Extract to read:
■ ■ ■ ■

# GH $9/3 mile non tip order



## uberboy1212 (Jan 10, 2017)

First time ever seeing this.


----------



## jjminor82 (Oct 25, 2019)

I’ve had a few of those. If you look at the earnings details you can see where the nine dollars is coming from. Often times there is a bonus that GrubHub adds, I believe to make up for the lack of a tip.


----------



## uberboy1212 (Jan 10, 2017)

I see $8 no tip a lot but this is the first time seeing $9. I don't understand $8.37 time? It was 3 miles total


----------



## Launchpad McQuack (Jan 8, 2019)

uberboy1212 said:


> I don't understand $8.37 time? It was 3 miles total


It's an arbitrary number. The algorithm believed (for whatever reason) that it needed to be that high to get the order delivered. In this case, given that the order total is a nice round number, the algorithm probably set time to whatever value would yield $9 when it added it to mileage.


----------



## Launchpad McQuack (Jan 8, 2019)

■ ■ ■ ■

Material provided:
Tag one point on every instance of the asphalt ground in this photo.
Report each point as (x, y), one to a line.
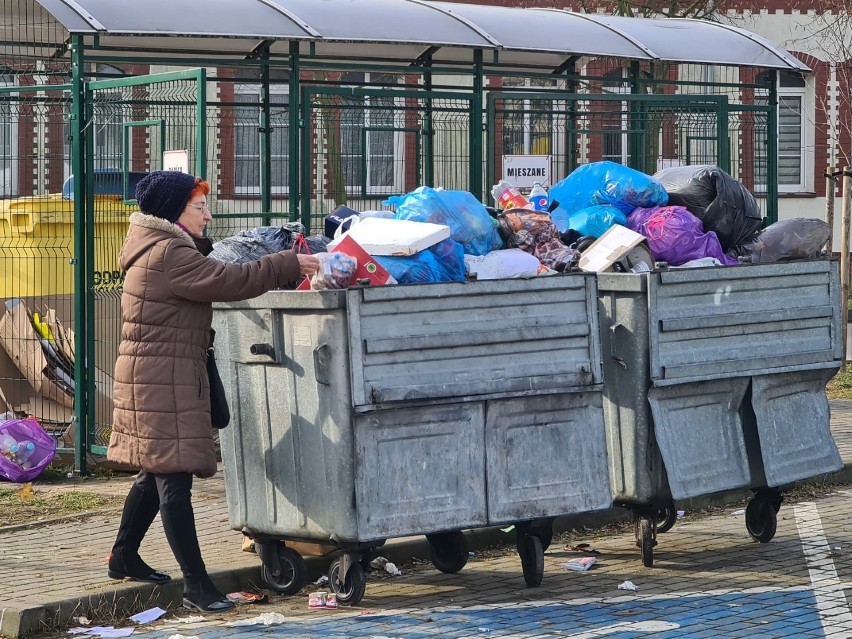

■ ■ ■ ■

The exercise: Continue the forum thread about the $9 GrubHub order from where it stops.

Answer:
Going over my deliveries from the past couple days, I noticed that I had an inordinate number of deliveries that paid exactly $9. I had three of them yesterday and one on Wednesday. I didn't have any that paid less than $9 (except for double pickups). So I'm guessing that the algorithm has identified $9 as a minimum that it needs to offer to get a driver to accept the delivery. This seems to be a relatively recent development.


----------



## uberboy1212 (Jan 10, 2017)

Launchpad McQuack said:


> Going over my deliveries from the past couple days, I noticed that I had an inordinate number of deliveries that paid exactly $9. I had three of them yesterday and one on Wednesday. I didn't have any that paid less than $9 (except for double pickups). So I'm guessing that the algorithm has identified $9 as a minimum that it needs to offer to get a driver to accept the delivery. This seems to be a relatively recent development.


I got another $9/no tip today and I haven't seen an $8/no tip since. No complaints here I'll take it


----------



## rideshareapphero (Mar 30, 2018)

$9 is the minimum where I live.


----------



## KR23 (May 29, 2017)

I’ve received a grip of $9 delivery offers recently too. Not bad (since some are really closeby).


----------



## Trek Shuffler (Feb 13, 2019)

Has anyone here ever ordered a GH with no tip just to see how long it takes to get your food?


----------



## Launchpad McQuack (Jan 8, 2019)

Trek Shuffler said:


> Has anyone here ever ordered a GH with no tip just to see how long it takes to get your food?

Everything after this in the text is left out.